→ Written exercise A
Print, unchanged, the part of the i18n proposal message that opens with the words containing "[Top][All Lists]" and closes with "have so far.".
→ Written exercise B
Carry on the i18n proposal message from the point where it stops.

[Top][All Lists]
[Date Prev][Date Next][Thread Prev][Thread Next][Date Index][Thread Index]
i18n proposal
From: |
Ben Pfaff |
Subject: |
i18n proposal |
Date: |
Sun, 18 Jun 2006 14:50:37 -0700 |
User-agent: |
Gnus/5.110004 (No Gnus v0.4) Emacs/21.4 (gnu/linux) |
Based on the ongoing discussion here, I'm trying to come up with
an acceptable proposal for i18n of syntax files, messages,
output, and data files. Here is what I have so far.
* We assume that wchar_t can be processed statelessly, that its
encoding is independent of the current locale, and that isw*(),
tow*(), etc. are independent of locale. This is true of glibc
and C99 recommends but does not require such an environment.
* Syntax files are converted from the "syntax locale" into wide
characters as they are read. Processing of syntax thereafter
occurs exclusively in wide characters.
I am not sure what the default syntax locale should be.

→ Records from a collection

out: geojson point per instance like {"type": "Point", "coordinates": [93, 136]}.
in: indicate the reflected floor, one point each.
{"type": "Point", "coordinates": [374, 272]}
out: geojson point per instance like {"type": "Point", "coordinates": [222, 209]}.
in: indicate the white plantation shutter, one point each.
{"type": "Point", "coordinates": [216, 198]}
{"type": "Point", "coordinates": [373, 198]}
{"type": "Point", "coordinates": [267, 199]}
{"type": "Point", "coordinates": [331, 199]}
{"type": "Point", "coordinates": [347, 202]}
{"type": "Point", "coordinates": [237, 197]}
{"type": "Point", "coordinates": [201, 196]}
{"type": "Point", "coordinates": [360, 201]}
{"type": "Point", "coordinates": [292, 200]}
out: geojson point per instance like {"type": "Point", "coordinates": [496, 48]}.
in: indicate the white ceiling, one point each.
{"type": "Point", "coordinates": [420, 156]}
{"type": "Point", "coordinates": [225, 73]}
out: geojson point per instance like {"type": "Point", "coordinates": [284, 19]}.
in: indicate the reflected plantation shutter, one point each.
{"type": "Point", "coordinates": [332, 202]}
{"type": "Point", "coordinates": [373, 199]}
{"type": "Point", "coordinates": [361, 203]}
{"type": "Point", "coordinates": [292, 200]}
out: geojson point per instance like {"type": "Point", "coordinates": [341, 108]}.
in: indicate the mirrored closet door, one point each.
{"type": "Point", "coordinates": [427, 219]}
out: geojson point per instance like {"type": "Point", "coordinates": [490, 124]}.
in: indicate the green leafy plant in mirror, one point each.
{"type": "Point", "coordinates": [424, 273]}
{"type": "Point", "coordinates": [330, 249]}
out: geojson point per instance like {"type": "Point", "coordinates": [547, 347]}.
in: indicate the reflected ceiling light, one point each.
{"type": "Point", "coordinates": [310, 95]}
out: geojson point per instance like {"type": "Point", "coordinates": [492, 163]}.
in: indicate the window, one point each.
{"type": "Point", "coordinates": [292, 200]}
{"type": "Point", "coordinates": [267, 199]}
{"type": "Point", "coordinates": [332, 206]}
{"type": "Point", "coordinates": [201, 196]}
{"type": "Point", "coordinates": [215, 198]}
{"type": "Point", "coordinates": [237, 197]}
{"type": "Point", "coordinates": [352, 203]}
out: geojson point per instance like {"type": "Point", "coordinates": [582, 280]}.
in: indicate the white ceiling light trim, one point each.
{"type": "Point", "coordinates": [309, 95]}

---

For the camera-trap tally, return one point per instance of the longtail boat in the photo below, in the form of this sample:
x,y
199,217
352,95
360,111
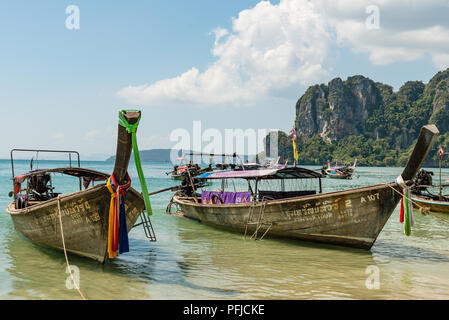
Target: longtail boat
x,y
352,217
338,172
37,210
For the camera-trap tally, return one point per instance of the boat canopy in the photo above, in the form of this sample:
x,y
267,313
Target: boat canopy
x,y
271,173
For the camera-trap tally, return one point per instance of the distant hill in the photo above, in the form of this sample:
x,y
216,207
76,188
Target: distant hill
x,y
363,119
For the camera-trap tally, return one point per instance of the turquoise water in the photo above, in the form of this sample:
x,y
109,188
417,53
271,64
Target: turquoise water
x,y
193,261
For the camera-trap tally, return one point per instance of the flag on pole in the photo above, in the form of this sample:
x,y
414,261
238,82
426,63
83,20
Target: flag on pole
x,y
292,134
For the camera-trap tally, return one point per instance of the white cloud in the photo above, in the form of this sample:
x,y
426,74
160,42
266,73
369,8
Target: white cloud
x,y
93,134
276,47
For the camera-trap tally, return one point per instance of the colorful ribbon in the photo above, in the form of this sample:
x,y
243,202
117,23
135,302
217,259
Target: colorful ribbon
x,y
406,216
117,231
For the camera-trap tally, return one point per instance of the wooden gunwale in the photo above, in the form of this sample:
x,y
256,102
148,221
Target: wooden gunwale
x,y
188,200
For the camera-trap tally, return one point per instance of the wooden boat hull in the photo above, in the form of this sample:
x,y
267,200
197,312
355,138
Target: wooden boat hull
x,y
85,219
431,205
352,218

→ Task output A
[Top][All Lists]
[Date Prev][Date Next][Thread Prev][Thread Next][Date Index][Thread Index]
i18n proposal
From: |
Ben Pfaff |
Subject: |
i18n proposal |
Date: |
Sun, 18 Jun 2006 14:50:37 -0700 |
User-agent: |
Gnus/5.110004 (No Gnus v0.4) Emacs/21.4 (gnu/linux) |
Based on the ongoing discussion here, I'm trying to come up with
an acceptable proposal for i18n of syntax files, messages,
output, and data files. Here is what I have so far.

→ Task output B
Probably there should be a command-line option, which is what
GCC does, and possibly the default should be based on
environment variables (e.g. LANG, LC_ALL).
* String data that occurs in cases is primarily treated as opaque
octets. Even procedure like SORT CASES that could easily do
better (by using language-specific collation rules via, e.g.,
wcscoll()) are documented to use bytewise comparison.
Expression syntax is another place where it might seem that
encoding-specific rules would be handy, but it appears that
only a few actually have any: LOWER, UPPER, MBLEN.BYTE. (PSPP
doesn't yet implement the latter.)
The "data locale" used for these locale-specific behaviors and
for converting string data into output data on PRINT, WRITE,
LIST, etc., is controlled by SET LOCALE or by environment
variables (e.g. LANG, LC_ALL). We could also add subcommands
on GET, etc., that specify the locale used in files that we
read.
At one point we discussed whether the "data locale" should be
global, or per-file, or per-variable. I think at the time I
was arguing for per-file, but now I'm beginning to believe that
per-variable might be practical to implement.
Literal strings ("..." and '...') get converted back to
multibyte strings during lexical analysis, and afterward we
mainly treat them as opaque octets also.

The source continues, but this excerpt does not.